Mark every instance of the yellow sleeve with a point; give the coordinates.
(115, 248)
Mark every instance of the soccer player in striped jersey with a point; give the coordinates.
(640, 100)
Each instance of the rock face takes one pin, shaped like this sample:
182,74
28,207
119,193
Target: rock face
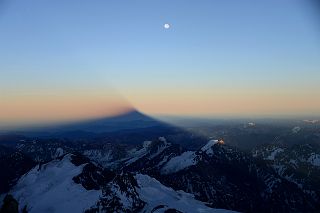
224,177
159,176
73,183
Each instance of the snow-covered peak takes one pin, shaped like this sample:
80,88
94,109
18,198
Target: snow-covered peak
59,153
50,188
168,198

▸ **Instructions for the task**
Each entry should be output word for word, with no pictures carried over.

▸ **Task answer**
Mark every instance of the yellow sleeve with a point; give the coordinates.
(115, 248)
Mark every instance of the soccer player in striped jersey with a point; give the coordinates.
(640, 100)
Each instance of the rock face takes one pin, shaped like this sample:
182,74
28,207
119,193
Target: rock face
224,177
159,176
73,183
Each instance of the snow-covered peak takes one pin, shaped like this sample:
80,88
94,109
18,198
Target: snow-covered peak
59,153
50,188
168,198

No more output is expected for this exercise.